§ TASK REQUIREMENTS
1. Please reproduce the news briefs between "1. Court Extends" and "rates this month.", inclusive, swapping "national insurer" for "state insurer".
2. Write the next part of the news briefs, picking up after their last sentence.

§ PASSAGE TO READ
• • • • •
1. Court Extends Order Halting New NHIF Rates
The push by the National Hospital Insurance Fund (NHIF) to effect new medical care rates suffered a fresh blow after a court extended an order stopping its implementation. The High Court has extended an order granted to the Kenya Union of Domestic, Hotels, Educational Institutions, Hospitals and Allied Workers (Kudheiha) blocking a directive by the national insurer requiring employers to start remitting the revised rates this month.
2. Cash Squabble Delay Voter Registration Kit
Voter registration has been postponed by two weeks after the French company contracted to supply 15,000 biometric registration kits demanded to be paid a balance of Sh3.6 billion before it can deliver them for the March 4 election. The registration was scheduled for November 1 to 30, but will now take place between November 12 and December 11, according to a circular seen by the Nation.
3. Uchumi Gets Independent Chairman as State Quits Post
THE government has finally quit chairing the Uchumi Supermarkets board six years after it successfully steered the retailer from receivership. Ministry of trade PS Abdulrazaq Ali who was the chairman of the board quit the position on Tuesday leaving the supermarket chain to chart its course after surviving the 2006 temporary closure. Ali was representing the government which is the biggest shareholder with a 13.4 per cent stake in the company. The new chairman for the board is now Khadija Mire who was among three independent directors appointed last year.
• • • • •
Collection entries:
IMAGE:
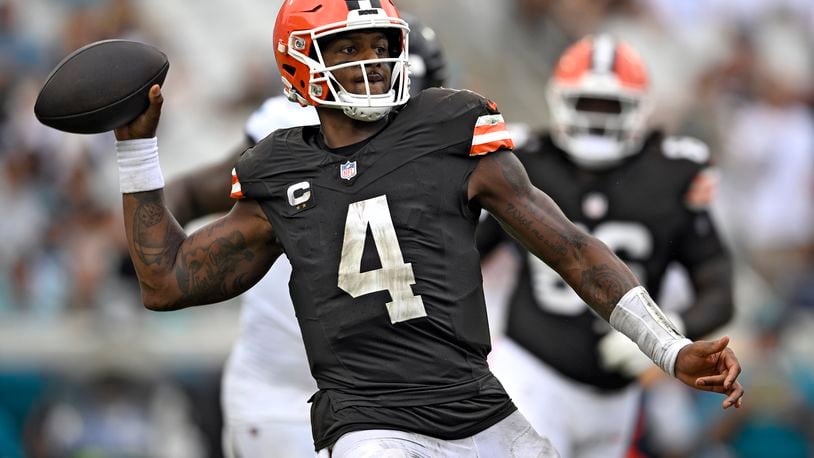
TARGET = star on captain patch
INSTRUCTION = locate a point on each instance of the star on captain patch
(347, 170)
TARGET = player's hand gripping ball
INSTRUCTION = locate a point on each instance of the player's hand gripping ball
(100, 87)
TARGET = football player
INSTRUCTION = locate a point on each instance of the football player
(376, 209)
(642, 193)
(266, 381)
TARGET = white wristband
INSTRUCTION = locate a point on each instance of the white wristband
(638, 317)
(139, 169)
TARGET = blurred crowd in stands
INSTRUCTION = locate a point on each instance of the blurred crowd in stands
(739, 74)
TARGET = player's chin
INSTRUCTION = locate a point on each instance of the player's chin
(376, 88)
• • • • •
§ ANSWERS FOR EACH ITEM
1.
1. Court Extends Order Halting New NHIF Rates
The push by the National Hospital Insurance Fund (NHIF) to effect new medical care rates suffered a fresh blow after a court extended an order stopping its implementation. The High Court has extended an order granted to the Kenya Union of Domestic, Hotels, Educational Institutions, Hospitals and Allied Workers (Kudheiha) blocking a directive by the state insurer requiring employers to start remitting the revised rates this month.

2.
4. NEMA to Issue Electronic Waste Disposal Rules
THE National Environmental Management Authority plans to introduce new rules to control electronic waste in the country. The regulations will compel all electronic gadgets importers including mobile operators and phone manufacturers to follow up on the life cycle of the devices from point of entry up to their appropriate disposal. The draft regulations are expected be finalised by the end of this year. Ayub Macharia, director of Environmental education and information at Nema said institutions will also be monitored to ensure electronic goods repair maintenance is given priority over disposal especially in institutions.
5. Shilling Weakens as Businesses Start Accumulating Dollars
The shilling weakened for the first time in a week as businesses started to accumulate dollars to meet month-end obligations.
The currency weakened as much as 0.2 percent to 85.25 per dollar and was trading 0.1 percent lower at 85.15 a dollar by 3:01 p.m., in Nairobi. “The shilling is oscillating within a narrow band with businesses trying to accumulate at favorable levels as we head toward the month-end where demand for dollars is expected to pick up,” Jeremiah Kendagor, head of trading at Kenya Commercial Bank Ltd. (KNCB), said by phone.
6. Second Diaspora SACCO Launched
The Kenya USA Diaspora SACCO was officially launched last evening at the ongoing 2012 Kenya Diaspora Conference – USA in Arlington, Virginia.This is the second Diaspora SACCO established after the Co-operative Development ministry registered Kenya Diaspora SACCO in April this year. Kenya Diaspora SACCO is the first Sacco for Kenyans in the Diaspora.
Speaking at the launch of Kenya USA Diaspora SACCO, Chairman Frank Kioko, said the SACCO will enable Kenyans living in the United States to have access to capital and fully participate in emerging markets in Kenya as well as the re-configured East African community.
7. MRC Backing Lawmaker Charged
Sheikh Mohammed Dor was charged with “incitement to violence” and uttering words that “indicated or implied that it was or might be desirable to disobey the lawful authority of the government of Kenya”. Police arrested the leader of the Mombasa Republican Council Omar Mwamnuadzi on Monday, as part of a drive to eliminate the separatist group from the tourist hotspot and trade hub.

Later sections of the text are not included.